## Given request
Set down verbatim the lines between the one holding "of the green" and the one holding "column 216, row 194", inclusive, and nothing else.

Dataset excerpts on object pointing:
------------------------------------------------------------

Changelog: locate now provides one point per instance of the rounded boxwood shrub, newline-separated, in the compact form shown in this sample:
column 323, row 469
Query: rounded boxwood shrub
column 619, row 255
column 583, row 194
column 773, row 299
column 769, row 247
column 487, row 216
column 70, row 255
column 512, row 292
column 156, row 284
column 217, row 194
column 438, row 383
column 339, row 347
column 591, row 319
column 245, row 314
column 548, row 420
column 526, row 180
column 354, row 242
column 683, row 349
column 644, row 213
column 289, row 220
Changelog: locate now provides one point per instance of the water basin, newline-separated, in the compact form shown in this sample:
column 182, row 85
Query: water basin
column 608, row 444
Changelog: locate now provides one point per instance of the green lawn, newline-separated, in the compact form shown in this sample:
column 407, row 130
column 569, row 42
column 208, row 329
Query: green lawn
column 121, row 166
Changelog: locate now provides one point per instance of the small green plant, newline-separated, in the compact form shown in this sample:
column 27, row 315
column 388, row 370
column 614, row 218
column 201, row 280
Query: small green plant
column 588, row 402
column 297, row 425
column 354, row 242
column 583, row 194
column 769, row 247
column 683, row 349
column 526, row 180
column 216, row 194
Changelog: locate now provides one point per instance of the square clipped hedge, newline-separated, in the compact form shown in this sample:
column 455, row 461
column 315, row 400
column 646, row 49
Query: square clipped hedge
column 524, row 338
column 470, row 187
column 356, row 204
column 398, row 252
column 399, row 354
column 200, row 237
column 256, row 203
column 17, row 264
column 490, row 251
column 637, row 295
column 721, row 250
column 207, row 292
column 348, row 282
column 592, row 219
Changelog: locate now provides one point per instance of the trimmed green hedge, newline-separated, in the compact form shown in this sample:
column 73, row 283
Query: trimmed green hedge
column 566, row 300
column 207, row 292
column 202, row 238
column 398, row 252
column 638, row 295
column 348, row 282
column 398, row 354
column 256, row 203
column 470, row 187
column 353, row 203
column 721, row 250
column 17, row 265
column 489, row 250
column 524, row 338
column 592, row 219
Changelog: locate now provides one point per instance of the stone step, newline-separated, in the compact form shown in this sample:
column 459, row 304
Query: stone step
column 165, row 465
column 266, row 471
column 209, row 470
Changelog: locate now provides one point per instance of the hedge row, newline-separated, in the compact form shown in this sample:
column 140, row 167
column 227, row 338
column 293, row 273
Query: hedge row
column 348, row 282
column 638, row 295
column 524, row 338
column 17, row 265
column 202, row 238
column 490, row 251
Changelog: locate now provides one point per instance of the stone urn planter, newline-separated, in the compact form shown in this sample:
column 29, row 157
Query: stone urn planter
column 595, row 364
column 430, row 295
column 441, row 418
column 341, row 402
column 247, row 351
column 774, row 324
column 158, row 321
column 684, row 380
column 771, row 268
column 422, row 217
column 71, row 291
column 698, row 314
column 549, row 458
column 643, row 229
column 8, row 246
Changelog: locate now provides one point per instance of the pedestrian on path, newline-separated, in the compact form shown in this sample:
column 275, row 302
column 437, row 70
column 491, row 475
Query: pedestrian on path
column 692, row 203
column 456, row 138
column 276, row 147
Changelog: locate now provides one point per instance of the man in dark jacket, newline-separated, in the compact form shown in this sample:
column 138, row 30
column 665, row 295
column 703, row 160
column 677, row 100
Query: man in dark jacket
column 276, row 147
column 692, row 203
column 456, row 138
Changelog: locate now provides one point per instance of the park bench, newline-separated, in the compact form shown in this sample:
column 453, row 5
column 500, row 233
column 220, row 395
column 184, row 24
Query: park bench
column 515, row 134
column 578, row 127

------------------------------------------------------------

## Answer for this exercise
Changelog: locate now provides one point per instance of the green lawn, newline-separated, in the compact form shown in this sample:
column 407, row 130
column 569, row 42
column 208, row 329
Query: green lawn
column 121, row 166
Changelog: locate now provides one point per instance of the small green plant, newline-separated, in the compact form shown in this sample:
column 27, row 315
column 388, row 370
column 614, row 218
column 201, row 280
Query: small green plant
column 588, row 402
column 297, row 425
column 354, row 242
column 583, row 194
column 769, row 247
column 683, row 349
column 526, row 180
column 216, row 194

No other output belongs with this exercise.